> _Objective_:
Render every line of the records below as a Markdown table with the columns Row and Line, numbering each row and leaving out blank lines.

* Begin *

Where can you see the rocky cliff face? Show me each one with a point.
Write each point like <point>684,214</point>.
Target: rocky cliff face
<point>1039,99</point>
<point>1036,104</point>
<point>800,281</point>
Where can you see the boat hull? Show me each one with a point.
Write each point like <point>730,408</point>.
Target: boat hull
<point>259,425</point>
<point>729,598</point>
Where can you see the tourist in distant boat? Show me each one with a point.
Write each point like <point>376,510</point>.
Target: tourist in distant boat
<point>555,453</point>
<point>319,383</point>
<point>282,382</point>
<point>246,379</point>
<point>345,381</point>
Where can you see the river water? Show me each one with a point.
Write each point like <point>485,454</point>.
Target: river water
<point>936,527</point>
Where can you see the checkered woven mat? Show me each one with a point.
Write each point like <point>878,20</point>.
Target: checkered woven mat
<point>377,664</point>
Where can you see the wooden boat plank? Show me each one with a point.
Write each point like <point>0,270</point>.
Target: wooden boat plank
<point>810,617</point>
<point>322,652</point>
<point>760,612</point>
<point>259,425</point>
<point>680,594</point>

* End *

> _Complete response_:
| Row | Line |
|---|---|
| 1 | Where can you see the rocky cliff face? Show me each one with a point. |
| 2 | Write each point like <point>684,214</point>. |
| 3 | Target: rocky cliff face |
| 4 | <point>1039,99</point> |
| 5 | <point>1036,104</point> |
| 6 | <point>800,281</point> |
| 7 | Where can you see the boat hull? Show me each one with a point. |
| 8 | Write each point like <point>730,408</point>. |
| 9 | Target: boat hull |
| 10 | <point>259,425</point> |
| 11 | <point>729,598</point> |
| 12 | Where can you see the tourist in distant boat? Show me each one with a point. |
| 13 | Write each point like <point>376,510</point>. |
| 14 | Target: tourist in distant boat |
| 15 | <point>555,453</point> |
| 16 | <point>319,383</point> |
| 17 | <point>282,382</point> |
| 18 | <point>246,379</point> |
| 19 | <point>345,381</point> |
| 20 | Where can you see the river water? Show me each one with a point. |
| 21 | Write each point like <point>485,454</point>. |
| 22 | Target: river water |
| 23 | <point>936,527</point> |
| 24 | Where can you see the checkered woven mat? Show me each one with a point. |
| 25 | Write each point like <point>878,20</point>. |
| 26 | Target: checkered woven mat |
| 27 | <point>377,664</point> |
| 28 | Where can you see the wooden boat plank? Show me each one with a point. |
| 29 | Write each point like <point>0,270</point>. |
| 30 | Target: wooden boat plank |
| 31 | <point>810,617</point> |
| 32 | <point>322,652</point> |
| 33 | <point>760,612</point> |
| 34 | <point>259,425</point> |
| 35 | <point>680,594</point> |